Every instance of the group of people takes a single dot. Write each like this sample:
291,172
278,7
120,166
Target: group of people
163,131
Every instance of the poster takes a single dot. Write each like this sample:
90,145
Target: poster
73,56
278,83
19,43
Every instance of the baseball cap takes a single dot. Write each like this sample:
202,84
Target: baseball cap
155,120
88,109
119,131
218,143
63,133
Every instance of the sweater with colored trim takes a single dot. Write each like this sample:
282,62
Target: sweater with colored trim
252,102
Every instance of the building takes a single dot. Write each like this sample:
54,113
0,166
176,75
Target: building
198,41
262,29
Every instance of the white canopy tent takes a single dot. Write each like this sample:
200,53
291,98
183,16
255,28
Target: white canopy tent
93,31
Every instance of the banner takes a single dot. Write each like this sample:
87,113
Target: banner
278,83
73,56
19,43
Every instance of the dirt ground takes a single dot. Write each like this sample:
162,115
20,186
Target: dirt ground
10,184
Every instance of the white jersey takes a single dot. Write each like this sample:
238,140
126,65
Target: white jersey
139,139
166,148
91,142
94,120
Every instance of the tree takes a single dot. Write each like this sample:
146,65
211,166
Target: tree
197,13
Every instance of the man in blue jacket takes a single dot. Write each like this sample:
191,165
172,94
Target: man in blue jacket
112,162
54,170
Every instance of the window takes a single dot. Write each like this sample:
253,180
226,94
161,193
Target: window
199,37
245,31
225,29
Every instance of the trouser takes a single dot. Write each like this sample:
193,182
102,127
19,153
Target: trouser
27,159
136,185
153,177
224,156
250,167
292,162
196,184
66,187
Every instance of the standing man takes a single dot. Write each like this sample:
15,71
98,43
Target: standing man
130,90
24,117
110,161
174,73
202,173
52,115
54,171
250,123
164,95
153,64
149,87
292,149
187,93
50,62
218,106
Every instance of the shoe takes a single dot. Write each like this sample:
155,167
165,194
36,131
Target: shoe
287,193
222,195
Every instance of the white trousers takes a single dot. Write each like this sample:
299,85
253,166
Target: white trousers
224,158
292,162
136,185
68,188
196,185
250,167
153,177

* BRIEF:
Only one span is wanted. It runs from the first line of the listing through the line with "Every instance of the baseball", and each line must match exactly.

* SOLUTION:
Every instance of the group of people takes a single dot. Write each like this sample:
291,172
278,7
120,166
Target: group of people
163,131
Every instance of the poster takes a single dot. Write each like this sample:
90,145
Target: poster
73,56
278,83
19,43
Every instance of the baseball cap takes a single dot. Write each like this sample:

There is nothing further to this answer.